Segment Open
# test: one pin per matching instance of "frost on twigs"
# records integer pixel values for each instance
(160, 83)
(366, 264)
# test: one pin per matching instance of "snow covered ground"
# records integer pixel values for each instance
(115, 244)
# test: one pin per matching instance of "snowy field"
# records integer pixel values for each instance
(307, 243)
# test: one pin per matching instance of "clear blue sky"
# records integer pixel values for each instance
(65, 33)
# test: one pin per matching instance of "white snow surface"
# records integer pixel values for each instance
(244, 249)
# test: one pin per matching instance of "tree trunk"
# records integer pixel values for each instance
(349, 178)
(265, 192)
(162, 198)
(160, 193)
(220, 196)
Segment Closed
Segment Open
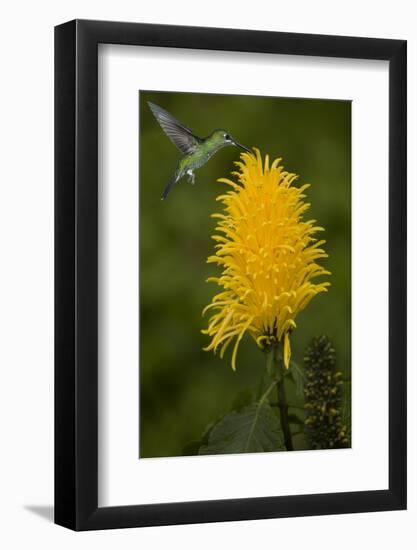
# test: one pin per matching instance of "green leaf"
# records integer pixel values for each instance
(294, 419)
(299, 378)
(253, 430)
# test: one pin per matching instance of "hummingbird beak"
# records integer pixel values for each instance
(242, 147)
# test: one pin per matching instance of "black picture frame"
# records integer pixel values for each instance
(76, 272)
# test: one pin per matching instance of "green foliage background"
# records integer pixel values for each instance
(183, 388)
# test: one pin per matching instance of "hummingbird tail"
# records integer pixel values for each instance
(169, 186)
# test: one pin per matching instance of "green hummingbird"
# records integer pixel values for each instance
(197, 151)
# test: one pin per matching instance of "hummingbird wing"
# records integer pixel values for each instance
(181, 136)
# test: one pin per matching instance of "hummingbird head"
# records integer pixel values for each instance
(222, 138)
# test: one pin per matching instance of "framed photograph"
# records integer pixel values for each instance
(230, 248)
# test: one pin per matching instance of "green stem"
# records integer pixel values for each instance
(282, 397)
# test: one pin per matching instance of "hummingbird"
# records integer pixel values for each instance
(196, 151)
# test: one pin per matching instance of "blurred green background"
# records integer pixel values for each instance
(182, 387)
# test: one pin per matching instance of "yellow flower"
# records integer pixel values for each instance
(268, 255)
Segment Closed
» Your goal
Copy out every line of the listing that includes the string "green".

» Exercise output
# test: one pin per matching instance of "green leaf"
# test: one pin per matching instance of "green foliage background"
# test: one pin per matching instance of "green hummingbird"
# test: one pin per matching instance of "green stem"
# test: one pin per matching instance of "blurred green background"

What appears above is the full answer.